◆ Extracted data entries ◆

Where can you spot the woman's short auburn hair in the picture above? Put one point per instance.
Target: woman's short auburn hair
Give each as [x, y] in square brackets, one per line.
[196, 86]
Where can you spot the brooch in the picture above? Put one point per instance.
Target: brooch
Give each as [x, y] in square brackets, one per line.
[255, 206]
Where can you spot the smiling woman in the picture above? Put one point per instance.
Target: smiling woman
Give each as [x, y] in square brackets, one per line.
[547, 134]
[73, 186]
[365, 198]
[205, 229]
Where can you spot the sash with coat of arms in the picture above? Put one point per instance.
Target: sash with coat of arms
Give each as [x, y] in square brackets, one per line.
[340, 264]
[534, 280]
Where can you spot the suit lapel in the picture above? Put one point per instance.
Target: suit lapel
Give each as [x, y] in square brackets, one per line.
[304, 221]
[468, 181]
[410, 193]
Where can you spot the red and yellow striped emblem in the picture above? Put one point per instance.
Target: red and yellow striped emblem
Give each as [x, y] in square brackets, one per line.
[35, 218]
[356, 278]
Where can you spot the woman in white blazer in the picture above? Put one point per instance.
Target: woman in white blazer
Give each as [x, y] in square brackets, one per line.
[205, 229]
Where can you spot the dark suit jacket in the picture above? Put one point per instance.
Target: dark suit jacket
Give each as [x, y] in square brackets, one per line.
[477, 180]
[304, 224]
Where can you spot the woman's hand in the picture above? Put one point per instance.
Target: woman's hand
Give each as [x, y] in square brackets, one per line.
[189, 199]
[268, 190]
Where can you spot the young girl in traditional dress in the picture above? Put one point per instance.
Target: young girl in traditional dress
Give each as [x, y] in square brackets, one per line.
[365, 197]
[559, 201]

--

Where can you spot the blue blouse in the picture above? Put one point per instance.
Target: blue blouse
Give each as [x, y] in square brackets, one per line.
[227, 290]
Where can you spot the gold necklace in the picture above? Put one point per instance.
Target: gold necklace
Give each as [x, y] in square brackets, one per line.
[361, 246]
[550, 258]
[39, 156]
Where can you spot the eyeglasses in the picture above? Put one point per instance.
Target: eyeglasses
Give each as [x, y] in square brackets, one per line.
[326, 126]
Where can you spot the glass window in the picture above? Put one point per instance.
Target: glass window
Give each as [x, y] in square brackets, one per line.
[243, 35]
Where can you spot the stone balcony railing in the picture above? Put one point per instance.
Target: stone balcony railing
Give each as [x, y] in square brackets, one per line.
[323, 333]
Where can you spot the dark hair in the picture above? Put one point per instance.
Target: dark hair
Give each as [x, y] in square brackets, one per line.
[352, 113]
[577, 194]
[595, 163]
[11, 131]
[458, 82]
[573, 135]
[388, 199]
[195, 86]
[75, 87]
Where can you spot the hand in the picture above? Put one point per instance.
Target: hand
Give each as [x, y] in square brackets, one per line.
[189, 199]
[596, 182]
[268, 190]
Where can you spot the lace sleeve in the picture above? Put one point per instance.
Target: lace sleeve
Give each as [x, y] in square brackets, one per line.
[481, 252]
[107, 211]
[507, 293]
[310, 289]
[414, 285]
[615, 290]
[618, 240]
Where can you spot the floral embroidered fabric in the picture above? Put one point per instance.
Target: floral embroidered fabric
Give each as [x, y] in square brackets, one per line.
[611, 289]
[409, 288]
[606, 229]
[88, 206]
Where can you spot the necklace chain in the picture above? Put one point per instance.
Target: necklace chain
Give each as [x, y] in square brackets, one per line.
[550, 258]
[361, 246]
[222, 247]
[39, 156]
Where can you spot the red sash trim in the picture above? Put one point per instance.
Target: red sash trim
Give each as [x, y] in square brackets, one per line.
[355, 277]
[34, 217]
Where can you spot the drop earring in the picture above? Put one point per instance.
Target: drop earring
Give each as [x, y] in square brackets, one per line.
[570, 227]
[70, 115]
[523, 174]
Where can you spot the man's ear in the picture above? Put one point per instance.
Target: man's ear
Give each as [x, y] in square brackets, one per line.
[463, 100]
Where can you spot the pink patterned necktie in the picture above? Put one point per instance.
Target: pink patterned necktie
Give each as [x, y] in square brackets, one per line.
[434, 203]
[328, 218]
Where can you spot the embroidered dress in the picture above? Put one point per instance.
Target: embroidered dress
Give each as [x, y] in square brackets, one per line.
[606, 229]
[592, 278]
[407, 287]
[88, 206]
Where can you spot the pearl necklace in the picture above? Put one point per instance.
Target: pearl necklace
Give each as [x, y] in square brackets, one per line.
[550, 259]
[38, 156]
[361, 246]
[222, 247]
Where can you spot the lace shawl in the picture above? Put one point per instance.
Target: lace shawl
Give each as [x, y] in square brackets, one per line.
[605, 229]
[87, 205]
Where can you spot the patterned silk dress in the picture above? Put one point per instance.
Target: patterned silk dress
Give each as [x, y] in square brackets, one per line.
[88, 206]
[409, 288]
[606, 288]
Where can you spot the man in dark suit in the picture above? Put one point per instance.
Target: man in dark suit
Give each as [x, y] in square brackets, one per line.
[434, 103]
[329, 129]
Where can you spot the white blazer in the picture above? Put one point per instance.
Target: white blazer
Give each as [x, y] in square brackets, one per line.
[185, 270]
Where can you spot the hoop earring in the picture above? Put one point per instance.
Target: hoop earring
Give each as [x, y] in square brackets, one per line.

--

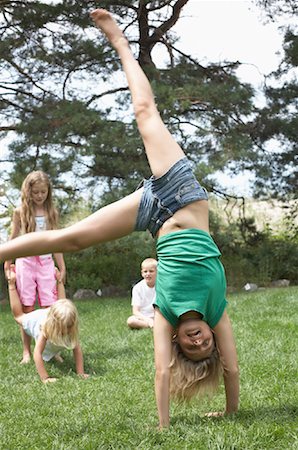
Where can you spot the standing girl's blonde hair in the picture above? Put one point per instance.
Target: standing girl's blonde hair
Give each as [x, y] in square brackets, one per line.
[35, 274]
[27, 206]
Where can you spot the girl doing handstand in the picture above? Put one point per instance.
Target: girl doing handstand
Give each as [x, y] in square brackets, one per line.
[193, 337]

◆ INSTRUCTIONS FOR THE TASK ◆
Extract every line of the entries above that contains the word "sleeve", and copy each such line in full.

◆ IN RESPONSE ◆
Where can you spot the lace sleeve in the picture above? Put one point per instance.
Target: lace sleeve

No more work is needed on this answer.